* Records for this exercise:
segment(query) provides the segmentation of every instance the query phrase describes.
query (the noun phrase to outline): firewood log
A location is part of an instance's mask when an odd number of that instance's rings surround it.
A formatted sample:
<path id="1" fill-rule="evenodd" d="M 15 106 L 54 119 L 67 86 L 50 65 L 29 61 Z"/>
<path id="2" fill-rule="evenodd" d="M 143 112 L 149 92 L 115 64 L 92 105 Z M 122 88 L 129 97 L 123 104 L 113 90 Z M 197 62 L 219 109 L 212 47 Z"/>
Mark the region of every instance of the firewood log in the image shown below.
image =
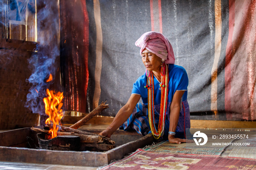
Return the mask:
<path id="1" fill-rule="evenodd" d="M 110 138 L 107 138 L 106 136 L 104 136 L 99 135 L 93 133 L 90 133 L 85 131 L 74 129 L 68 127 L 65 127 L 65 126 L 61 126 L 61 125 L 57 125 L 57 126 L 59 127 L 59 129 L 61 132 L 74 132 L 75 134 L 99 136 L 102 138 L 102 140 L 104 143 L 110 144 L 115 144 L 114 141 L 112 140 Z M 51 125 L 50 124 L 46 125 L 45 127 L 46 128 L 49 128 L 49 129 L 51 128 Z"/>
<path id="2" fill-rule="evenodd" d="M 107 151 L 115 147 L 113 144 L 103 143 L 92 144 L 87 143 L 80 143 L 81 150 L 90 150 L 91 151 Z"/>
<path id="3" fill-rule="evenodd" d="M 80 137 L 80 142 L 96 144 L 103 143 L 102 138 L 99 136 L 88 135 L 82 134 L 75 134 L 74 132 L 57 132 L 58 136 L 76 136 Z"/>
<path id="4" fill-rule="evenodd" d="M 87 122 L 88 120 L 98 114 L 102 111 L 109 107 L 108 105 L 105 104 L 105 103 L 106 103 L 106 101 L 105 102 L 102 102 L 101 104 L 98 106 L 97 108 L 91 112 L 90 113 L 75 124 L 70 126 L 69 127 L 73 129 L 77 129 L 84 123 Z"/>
==
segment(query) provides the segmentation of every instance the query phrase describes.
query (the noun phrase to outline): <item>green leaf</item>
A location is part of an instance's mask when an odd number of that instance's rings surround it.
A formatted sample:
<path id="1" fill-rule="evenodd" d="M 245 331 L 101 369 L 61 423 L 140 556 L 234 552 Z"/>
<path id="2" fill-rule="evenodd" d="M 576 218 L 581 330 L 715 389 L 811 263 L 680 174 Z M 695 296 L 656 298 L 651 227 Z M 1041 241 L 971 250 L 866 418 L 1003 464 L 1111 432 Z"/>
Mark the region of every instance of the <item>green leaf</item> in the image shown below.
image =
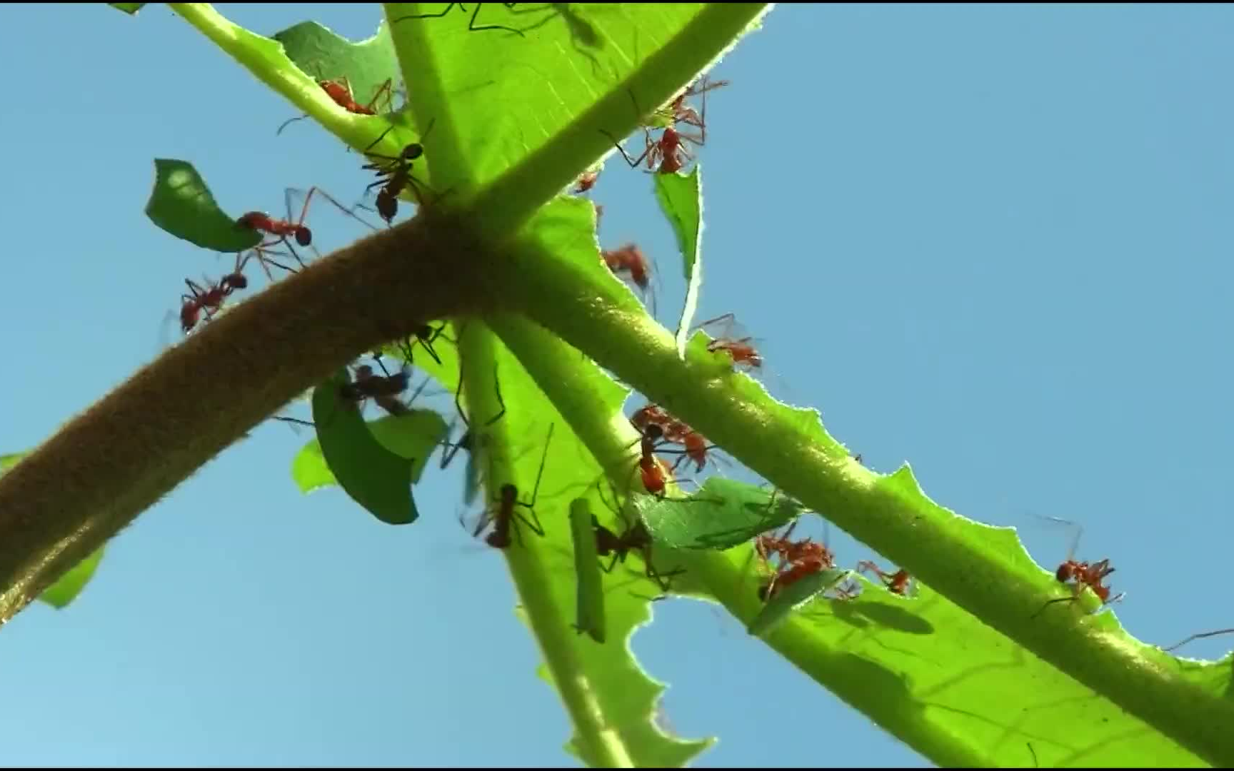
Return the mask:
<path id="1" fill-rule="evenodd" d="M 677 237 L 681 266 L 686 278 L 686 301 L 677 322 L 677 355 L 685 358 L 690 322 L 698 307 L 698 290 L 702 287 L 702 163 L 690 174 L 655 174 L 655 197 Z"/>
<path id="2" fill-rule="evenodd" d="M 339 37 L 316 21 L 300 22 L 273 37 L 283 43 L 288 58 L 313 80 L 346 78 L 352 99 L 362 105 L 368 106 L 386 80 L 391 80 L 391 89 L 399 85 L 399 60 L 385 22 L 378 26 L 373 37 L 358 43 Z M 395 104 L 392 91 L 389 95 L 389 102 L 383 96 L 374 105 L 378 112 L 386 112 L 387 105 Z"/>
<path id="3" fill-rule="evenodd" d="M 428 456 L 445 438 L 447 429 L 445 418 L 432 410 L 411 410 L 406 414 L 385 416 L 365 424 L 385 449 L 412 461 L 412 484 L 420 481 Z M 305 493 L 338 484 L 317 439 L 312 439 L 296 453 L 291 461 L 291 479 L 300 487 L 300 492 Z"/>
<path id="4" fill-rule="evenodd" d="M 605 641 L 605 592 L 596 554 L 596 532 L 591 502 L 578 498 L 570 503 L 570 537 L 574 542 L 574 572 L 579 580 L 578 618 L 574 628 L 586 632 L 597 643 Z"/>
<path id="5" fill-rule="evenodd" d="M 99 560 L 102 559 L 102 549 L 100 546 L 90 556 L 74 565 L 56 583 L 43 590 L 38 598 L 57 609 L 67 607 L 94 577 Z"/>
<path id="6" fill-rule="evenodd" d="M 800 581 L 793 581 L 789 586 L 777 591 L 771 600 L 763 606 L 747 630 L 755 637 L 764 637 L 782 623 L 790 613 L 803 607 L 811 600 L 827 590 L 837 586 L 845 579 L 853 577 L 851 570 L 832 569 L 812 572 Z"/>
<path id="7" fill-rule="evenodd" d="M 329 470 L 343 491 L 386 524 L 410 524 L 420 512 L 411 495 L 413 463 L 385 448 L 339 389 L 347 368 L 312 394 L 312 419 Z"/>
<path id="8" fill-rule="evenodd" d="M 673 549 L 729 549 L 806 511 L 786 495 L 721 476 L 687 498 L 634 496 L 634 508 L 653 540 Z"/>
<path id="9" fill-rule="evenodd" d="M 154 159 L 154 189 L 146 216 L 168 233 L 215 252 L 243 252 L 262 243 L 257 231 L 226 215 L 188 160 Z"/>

* Exercise: How many lines of the records above contain the word "firewood"? Reply with the number only.

* Solution: 2